# TEXT BLOCK:
◇ ◇ ◇ ◇ ◇

JEKYLL ISLAND, Ga. -- Tourists are being targeted as possible crime victims, and most of the perpetrators are believed to be serving time in jail.
Tourists come to beautiful Jekyll Island for a quiet, scenic getaway. But if they are not careful they could become victims of credit card fraud.
The signs are at every hotel, a fraud alert warning guests that the hotel would never ask for their personal or credit information over the phone. But the Georgia State Patrol says prisoners in jail cells in Georgia are asking for the information.
"Prisoners are using cellphones that were smuggled into penal institutions illegally, and the prisoners are committing credit card theft by telephone," said Senior Georgia State Patrol Trooper Powell Allen.
At least six attempts were reported at Jekyll Island area hotels in recent days at peak times. Callers ask for a common name, a Mr. Jones, or Mrs. Smith, and if they are successful in being transferred to a room, they say there has been a mix-up with their credit card at the hotel and guests are asked to confirm credit card information. They have also threatened guests over the phone.
"One of the callers was brazen enough to threaten a guest, tell them if you don't give us your credit card number right now, we will have you escorted off the property , out of your room," said Allen.
Trooper Allen says he has traced four successful credit card transactions to the accounts of prisoners in Georgia state prisons and several others are now being investigated by the Department of Corrections.
Allen says in that case, a victim's debit account was cleared of $240. The prisoners usually charge between 20 and 60 dollars as that is the limit for thier prison accounts.

◇ ◇ ◇ ◇ ◇

(Data for pointing to referring expressions)
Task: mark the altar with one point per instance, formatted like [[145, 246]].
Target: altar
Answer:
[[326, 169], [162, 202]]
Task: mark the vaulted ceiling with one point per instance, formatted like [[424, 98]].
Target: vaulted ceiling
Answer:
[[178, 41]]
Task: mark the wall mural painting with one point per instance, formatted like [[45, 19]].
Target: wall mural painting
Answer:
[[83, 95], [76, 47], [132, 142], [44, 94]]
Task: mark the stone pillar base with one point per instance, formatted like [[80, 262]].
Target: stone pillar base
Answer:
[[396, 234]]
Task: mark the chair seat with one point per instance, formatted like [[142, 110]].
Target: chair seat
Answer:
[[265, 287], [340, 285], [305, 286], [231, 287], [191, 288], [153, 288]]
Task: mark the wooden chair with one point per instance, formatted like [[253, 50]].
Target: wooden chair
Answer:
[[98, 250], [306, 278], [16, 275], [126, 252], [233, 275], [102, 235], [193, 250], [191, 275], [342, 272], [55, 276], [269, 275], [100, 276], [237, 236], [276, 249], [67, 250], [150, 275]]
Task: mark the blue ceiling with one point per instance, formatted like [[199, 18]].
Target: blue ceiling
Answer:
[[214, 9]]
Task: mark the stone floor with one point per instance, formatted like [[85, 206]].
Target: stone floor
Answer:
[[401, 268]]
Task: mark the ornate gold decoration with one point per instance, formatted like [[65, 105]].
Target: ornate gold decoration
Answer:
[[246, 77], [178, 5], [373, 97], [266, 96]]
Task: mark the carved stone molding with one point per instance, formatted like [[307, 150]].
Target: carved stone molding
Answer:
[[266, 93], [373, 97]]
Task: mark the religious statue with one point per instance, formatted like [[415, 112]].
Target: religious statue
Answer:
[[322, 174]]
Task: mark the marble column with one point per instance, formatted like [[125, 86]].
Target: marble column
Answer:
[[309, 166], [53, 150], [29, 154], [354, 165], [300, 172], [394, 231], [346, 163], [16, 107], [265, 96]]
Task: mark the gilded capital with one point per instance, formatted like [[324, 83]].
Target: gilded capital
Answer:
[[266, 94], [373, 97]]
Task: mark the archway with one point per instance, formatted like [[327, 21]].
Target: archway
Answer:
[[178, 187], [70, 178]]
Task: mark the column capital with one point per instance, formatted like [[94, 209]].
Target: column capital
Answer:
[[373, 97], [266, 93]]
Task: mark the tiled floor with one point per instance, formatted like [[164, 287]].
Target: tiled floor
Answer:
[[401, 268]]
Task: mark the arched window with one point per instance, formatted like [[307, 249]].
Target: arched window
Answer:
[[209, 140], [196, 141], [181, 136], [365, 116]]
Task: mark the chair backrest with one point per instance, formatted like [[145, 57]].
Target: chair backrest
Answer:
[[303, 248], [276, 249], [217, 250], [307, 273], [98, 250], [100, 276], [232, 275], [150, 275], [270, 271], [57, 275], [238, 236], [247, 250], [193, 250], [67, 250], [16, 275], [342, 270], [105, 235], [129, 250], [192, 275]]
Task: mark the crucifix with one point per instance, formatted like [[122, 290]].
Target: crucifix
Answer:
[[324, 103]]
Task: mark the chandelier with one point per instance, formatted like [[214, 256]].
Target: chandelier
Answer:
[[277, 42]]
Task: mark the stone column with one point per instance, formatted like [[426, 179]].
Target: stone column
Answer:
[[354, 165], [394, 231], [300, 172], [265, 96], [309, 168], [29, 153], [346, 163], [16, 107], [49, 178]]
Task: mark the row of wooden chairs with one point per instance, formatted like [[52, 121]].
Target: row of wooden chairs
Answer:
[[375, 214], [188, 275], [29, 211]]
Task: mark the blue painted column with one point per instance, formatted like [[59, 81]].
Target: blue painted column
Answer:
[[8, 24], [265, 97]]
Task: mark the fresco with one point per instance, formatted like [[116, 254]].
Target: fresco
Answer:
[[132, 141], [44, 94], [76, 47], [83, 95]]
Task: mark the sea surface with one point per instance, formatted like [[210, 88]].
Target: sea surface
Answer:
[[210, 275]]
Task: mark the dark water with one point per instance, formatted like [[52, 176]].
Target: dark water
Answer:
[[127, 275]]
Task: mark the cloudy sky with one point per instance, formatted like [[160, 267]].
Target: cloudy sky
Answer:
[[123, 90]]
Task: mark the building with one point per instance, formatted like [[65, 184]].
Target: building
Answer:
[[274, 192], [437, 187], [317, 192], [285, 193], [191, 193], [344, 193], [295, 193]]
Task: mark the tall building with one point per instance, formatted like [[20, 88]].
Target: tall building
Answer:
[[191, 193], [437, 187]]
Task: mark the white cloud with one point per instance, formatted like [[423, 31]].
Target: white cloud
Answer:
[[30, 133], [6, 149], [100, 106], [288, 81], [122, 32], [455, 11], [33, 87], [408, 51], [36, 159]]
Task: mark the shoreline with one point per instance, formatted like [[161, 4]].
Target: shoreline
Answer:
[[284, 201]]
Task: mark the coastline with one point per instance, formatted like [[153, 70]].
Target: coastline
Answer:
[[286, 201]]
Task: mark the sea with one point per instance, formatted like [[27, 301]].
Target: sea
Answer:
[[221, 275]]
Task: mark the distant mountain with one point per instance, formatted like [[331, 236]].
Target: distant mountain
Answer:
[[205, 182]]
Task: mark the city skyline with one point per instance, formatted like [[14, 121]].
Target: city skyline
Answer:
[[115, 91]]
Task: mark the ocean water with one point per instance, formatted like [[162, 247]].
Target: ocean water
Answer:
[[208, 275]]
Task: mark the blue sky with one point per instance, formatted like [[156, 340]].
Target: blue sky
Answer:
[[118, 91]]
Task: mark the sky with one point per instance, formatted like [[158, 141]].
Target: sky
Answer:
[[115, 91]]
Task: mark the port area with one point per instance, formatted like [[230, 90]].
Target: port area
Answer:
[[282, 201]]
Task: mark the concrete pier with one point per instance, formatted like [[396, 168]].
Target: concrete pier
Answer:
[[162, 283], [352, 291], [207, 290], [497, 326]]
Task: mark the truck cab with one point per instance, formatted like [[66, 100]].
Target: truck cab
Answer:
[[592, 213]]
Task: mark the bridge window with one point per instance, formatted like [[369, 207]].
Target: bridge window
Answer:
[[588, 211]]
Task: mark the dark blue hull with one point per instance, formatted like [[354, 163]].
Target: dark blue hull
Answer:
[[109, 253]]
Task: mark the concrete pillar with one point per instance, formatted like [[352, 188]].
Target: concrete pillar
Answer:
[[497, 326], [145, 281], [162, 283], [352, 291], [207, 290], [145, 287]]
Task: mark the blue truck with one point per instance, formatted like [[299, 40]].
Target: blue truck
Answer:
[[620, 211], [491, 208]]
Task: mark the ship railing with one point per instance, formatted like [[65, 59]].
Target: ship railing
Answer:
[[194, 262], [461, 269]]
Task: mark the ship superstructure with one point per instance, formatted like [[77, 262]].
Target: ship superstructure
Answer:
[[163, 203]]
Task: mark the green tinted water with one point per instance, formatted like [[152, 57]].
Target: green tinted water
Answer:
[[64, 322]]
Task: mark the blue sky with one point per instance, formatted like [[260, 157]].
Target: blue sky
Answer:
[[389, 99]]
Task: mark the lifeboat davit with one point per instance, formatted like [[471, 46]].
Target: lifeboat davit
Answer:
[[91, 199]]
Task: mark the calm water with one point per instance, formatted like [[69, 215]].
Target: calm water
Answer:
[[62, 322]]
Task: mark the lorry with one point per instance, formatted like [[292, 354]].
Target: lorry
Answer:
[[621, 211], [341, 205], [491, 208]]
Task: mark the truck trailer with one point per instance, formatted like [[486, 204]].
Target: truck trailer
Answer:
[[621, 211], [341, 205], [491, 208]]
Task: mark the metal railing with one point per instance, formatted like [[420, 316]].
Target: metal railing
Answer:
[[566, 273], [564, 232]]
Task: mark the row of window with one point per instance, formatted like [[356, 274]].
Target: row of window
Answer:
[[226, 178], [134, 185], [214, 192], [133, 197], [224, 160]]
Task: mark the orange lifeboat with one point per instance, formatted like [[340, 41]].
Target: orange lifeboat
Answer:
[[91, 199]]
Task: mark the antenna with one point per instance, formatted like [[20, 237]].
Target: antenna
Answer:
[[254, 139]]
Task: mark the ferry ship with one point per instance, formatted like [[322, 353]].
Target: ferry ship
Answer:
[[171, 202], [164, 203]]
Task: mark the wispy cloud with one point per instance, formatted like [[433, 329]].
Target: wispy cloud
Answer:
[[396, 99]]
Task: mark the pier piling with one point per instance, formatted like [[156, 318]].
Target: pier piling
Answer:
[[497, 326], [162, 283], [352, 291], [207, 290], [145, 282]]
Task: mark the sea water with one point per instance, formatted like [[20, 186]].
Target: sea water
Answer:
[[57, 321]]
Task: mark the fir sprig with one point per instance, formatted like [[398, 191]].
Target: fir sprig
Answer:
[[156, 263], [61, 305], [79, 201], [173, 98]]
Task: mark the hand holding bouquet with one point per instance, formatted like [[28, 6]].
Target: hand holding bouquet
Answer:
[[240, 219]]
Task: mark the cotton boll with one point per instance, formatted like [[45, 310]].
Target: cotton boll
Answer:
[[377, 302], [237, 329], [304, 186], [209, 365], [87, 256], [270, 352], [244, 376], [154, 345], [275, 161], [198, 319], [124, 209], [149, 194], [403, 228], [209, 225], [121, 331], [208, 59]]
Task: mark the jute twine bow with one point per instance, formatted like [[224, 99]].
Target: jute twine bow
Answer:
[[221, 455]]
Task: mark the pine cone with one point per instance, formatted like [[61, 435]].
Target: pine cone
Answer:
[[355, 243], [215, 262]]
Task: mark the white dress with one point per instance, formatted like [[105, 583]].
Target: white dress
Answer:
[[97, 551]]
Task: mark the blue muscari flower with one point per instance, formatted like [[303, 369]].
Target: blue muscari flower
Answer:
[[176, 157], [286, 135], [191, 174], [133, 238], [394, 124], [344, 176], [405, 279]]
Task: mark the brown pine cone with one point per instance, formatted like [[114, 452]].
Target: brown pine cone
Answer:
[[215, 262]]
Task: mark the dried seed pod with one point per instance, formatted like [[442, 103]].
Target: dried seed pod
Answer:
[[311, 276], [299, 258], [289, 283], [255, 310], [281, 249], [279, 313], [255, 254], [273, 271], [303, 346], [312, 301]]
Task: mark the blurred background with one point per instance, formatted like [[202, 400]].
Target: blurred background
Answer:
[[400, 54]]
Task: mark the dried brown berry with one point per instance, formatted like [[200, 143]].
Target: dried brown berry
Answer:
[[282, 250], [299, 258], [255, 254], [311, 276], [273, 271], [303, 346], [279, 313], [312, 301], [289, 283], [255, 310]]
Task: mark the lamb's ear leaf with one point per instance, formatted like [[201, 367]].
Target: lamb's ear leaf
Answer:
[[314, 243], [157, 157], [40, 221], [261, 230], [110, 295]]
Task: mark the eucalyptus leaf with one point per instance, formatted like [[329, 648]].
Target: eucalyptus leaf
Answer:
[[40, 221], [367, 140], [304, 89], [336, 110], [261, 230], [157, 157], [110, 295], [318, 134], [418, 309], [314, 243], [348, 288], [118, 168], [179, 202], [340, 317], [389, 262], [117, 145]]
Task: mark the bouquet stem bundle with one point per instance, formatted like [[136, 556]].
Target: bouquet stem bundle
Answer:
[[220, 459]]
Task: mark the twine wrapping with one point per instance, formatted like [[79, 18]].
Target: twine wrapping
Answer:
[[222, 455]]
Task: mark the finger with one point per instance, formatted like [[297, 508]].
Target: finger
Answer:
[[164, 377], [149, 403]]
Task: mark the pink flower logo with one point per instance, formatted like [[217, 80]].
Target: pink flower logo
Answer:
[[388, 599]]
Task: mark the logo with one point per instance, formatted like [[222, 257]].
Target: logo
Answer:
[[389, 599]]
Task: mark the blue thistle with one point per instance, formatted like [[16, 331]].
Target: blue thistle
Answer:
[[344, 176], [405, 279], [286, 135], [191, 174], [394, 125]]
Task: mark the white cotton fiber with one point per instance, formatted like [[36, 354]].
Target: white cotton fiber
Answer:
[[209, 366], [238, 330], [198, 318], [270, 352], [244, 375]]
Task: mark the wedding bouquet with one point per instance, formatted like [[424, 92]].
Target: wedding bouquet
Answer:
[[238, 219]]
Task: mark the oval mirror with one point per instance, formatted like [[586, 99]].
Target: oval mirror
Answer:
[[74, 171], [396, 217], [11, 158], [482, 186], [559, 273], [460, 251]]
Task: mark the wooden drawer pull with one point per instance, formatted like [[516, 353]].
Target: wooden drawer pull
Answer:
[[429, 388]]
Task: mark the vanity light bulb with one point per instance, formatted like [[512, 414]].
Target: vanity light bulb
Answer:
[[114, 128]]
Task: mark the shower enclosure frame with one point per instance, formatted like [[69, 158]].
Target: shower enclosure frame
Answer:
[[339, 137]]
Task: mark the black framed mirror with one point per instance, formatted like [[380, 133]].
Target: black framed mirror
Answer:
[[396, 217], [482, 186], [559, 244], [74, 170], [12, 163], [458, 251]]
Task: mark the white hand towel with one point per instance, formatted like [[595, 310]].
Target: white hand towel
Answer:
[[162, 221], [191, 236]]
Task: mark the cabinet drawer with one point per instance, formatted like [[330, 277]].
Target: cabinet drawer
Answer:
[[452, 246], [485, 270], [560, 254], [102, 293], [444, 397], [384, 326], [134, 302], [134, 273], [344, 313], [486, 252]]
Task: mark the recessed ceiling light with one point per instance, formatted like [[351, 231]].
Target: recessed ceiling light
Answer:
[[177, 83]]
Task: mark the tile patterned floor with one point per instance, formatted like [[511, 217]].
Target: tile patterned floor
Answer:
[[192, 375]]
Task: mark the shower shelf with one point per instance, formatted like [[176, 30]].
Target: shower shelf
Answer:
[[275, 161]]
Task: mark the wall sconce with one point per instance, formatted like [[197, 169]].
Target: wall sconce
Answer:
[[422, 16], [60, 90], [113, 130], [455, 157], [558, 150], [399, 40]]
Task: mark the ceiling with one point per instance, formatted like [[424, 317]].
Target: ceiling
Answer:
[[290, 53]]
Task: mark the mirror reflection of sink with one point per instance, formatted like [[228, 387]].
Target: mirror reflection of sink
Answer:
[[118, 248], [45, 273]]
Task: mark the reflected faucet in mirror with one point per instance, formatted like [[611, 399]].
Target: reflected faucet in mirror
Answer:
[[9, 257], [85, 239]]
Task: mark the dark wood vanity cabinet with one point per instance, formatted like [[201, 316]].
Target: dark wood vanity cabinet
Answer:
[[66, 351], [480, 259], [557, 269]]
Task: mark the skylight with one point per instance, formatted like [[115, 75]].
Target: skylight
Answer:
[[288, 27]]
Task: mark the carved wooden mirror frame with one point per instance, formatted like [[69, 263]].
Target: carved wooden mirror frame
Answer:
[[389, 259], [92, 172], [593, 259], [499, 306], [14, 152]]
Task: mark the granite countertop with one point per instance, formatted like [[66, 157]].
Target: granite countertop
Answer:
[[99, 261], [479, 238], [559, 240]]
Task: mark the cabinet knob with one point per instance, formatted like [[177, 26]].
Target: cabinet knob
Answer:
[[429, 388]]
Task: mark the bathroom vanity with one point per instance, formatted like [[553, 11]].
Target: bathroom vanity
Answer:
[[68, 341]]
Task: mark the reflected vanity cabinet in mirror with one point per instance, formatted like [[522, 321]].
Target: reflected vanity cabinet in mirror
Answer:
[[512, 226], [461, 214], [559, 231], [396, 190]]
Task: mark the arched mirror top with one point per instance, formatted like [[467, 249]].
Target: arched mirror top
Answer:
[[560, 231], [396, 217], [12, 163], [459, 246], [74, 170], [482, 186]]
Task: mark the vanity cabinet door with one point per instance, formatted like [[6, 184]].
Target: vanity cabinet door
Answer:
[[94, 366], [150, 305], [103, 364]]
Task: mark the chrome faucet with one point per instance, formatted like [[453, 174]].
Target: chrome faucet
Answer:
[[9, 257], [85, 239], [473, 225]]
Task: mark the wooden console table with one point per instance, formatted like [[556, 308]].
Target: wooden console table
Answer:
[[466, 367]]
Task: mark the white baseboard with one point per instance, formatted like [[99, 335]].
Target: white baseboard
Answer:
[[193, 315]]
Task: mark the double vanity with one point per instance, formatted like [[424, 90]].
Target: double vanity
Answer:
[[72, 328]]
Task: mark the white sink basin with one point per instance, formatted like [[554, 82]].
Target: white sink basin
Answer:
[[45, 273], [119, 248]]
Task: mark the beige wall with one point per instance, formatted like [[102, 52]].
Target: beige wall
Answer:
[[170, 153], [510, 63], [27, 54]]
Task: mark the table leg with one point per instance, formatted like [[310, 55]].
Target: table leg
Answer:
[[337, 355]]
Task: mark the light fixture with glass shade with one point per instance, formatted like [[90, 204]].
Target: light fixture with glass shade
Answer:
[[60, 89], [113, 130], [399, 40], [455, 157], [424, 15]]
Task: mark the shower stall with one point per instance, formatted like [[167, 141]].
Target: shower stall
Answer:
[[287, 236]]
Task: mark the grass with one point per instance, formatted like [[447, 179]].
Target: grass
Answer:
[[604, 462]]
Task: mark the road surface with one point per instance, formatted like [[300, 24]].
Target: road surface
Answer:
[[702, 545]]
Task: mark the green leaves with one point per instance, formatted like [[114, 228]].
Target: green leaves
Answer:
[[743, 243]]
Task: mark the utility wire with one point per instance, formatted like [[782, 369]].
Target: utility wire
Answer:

◇ ◇ ◇ ◇ ◇

# EXERCISES:
a – According to the Jekyll Island fraud report, how many attempts were reported at area hotels in recent days?
b – Extend the Jekyll Island hotel fraud report with a few more sentences, starting right after its final sentence.

# TASK RESULTS:
a – At least six attempts were reported.

b –
Hotels are trying their best to screen calls and warn guests. 8 year manager Jason Smith at Oceanside Villas says it is frustrating.
"Our guests that come here for vacation, rest and relaxation, are having to concern themselves (with it) and we're having to be proactive and tell people about them, it tarnishes their experience here."
Dee Pifer visiting from Columbus,Ohio says she hasn't been a victim, but is not the least bit surprised at this another scam and knows she has to be smart.
"It is very scary, I think that people need to be very careful when they travel, and keep their wits about them. If you get a call from someone like that and you are not sure who they are, you should go to the front desk about it."
Alllen says he has been investigating these type crime attempts for almost a year and believes it can happen to anyone anywhere, not just in Jekyll Island. He says the Georgia Department of Corrections is investigating several similar cases. Allen urges hotel guests to never give out credit card information over the phone and inquire at the desk if you have any questions about phone inquiries.